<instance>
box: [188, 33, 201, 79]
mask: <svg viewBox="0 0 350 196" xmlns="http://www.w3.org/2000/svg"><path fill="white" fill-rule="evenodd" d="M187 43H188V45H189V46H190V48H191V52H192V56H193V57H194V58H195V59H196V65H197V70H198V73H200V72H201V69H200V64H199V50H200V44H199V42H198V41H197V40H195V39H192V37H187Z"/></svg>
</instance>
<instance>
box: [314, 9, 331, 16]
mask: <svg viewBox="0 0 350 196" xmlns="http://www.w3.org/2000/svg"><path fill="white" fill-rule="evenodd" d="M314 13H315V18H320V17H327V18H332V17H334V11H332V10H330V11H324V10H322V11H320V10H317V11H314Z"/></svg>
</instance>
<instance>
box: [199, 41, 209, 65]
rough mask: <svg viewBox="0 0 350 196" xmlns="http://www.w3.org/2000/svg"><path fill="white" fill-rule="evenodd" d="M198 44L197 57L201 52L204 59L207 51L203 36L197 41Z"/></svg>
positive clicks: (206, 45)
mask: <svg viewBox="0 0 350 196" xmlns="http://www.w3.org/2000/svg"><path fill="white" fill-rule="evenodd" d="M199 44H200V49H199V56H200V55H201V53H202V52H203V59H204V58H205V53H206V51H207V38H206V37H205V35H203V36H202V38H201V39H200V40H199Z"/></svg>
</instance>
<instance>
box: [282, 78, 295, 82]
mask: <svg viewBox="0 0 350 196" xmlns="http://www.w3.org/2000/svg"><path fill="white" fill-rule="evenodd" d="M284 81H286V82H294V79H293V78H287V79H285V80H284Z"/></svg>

────────────────

YOUR INSTRUCTIONS: Can you reproduce every line above, character for character, without changing anything?

RESULT OF THIS EXERCISE:
<instance>
box: [188, 33, 201, 79]
mask: <svg viewBox="0 0 350 196" xmlns="http://www.w3.org/2000/svg"><path fill="white" fill-rule="evenodd" d="M187 43H188V45H189V46H190V48H191V52H192V56H193V57H194V58H195V59H196V65H197V70H198V73H200V72H201V69H200V64H199V50H200V44H199V42H198V41H197V40H195V39H192V37H187Z"/></svg>
</instance>
<instance>
box: [314, 9, 331, 16]
mask: <svg viewBox="0 0 350 196" xmlns="http://www.w3.org/2000/svg"><path fill="white" fill-rule="evenodd" d="M314 13H315V18H320V17H327V18H332V17H334V11H332V10H330V11H324V10H322V11H320V10H317V11H314Z"/></svg>
</instance>
<instance>
box: [199, 41, 209, 65]
rough mask: <svg viewBox="0 0 350 196" xmlns="http://www.w3.org/2000/svg"><path fill="white" fill-rule="evenodd" d="M198 44L197 57L201 52L204 59L207 51L203 36L197 41Z"/></svg>
positive clicks: (206, 45)
mask: <svg viewBox="0 0 350 196" xmlns="http://www.w3.org/2000/svg"><path fill="white" fill-rule="evenodd" d="M199 44H200V49H199V56H200V55H201V53H202V52H203V59H204V58H205V53H206V51H207V38H206V37H205V35H203V36H202V38H201V39H200V40H199Z"/></svg>
</instance>
<instance>
box: [282, 78, 295, 82]
mask: <svg viewBox="0 0 350 196" xmlns="http://www.w3.org/2000/svg"><path fill="white" fill-rule="evenodd" d="M284 81H286V82H294V79H293V78H287V79H285V80H284Z"/></svg>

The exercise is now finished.